### Exercise inputs

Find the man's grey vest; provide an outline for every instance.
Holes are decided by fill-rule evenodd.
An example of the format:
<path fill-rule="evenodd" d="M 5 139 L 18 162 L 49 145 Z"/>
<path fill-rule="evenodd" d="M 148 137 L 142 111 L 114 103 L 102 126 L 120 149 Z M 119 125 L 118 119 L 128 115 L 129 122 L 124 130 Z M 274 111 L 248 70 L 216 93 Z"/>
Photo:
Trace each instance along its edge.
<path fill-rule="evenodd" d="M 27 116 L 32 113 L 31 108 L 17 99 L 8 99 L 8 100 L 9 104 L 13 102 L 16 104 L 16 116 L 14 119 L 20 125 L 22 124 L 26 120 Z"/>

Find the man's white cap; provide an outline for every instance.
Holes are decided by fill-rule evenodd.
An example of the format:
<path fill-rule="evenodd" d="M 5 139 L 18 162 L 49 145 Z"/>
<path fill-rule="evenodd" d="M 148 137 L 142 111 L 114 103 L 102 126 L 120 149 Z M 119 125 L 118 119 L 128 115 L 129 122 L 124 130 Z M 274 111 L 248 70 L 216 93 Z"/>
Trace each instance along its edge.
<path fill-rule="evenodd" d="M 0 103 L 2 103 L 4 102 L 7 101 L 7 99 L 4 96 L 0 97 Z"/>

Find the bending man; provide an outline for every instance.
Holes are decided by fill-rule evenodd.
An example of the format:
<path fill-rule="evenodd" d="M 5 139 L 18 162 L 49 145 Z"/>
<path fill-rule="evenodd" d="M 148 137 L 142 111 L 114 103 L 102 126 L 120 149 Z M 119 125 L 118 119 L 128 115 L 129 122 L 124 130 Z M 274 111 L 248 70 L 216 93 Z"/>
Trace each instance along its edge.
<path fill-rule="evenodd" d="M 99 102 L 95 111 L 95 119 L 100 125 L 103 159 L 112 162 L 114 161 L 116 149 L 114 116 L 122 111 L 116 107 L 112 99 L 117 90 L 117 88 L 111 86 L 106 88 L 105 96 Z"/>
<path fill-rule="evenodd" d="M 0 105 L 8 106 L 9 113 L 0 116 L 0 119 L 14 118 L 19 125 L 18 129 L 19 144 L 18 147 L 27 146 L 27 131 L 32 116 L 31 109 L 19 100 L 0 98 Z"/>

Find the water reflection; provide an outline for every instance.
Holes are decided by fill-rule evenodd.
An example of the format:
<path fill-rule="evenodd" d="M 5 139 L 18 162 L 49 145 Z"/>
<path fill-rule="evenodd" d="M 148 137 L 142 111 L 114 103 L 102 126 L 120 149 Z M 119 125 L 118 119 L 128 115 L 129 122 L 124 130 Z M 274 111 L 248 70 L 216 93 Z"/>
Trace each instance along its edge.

######

Goal of the exercise
Can you reproduce the material from the line containing "Find the bending" through the end of the material, swapping in "occurrence" wherever "instance" appears and leaving everything else unchanged?

The answer
Find the bending man; provide an outline for every occurrence.
Holes are decided by fill-rule evenodd.
An example of the format:
<path fill-rule="evenodd" d="M 5 139 L 18 162 L 49 145 Z"/>
<path fill-rule="evenodd" d="M 148 137 L 142 111 L 114 103 L 102 126 L 120 149 Z M 119 125 L 118 119 L 128 115 L 129 122 L 124 130 Z M 274 111 L 248 70 L 216 93 Z"/>
Trace each occurrence along its edge.
<path fill-rule="evenodd" d="M 99 102 L 95 111 L 95 119 L 100 125 L 103 159 L 112 162 L 114 161 L 116 149 L 114 116 L 122 111 L 116 107 L 112 99 L 117 90 L 117 88 L 111 86 L 106 88 L 105 96 Z"/>
<path fill-rule="evenodd" d="M 0 105 L 8 106 L 9 113 L 0 116 L 0 119 L 14 118 L 19 125 L 18 129 L 19 144 L 18 147 L 27 146 L 27 131 L 32 116 L 31 109 L 19 100 L 0 98 Z"/>

Find the water reflection; provide an outline for every occurrence.
Holes are decided by fill-rule evenodd.
An example of the format:
<path fill-rule="evenodd" d="M 5 139 L 18 162 L 49 145 Z"/>
<path fill-rule="evenodd" d="M 148 137 L 142 111 L 114 103 L 102 126 L 120 149 Z M 119 125 L 118 119 L 128 115 L 129 122 L 124 130 Z M 274 111 L 248 70 L 216 93 Z"/>
Trace each occurrence along its edge.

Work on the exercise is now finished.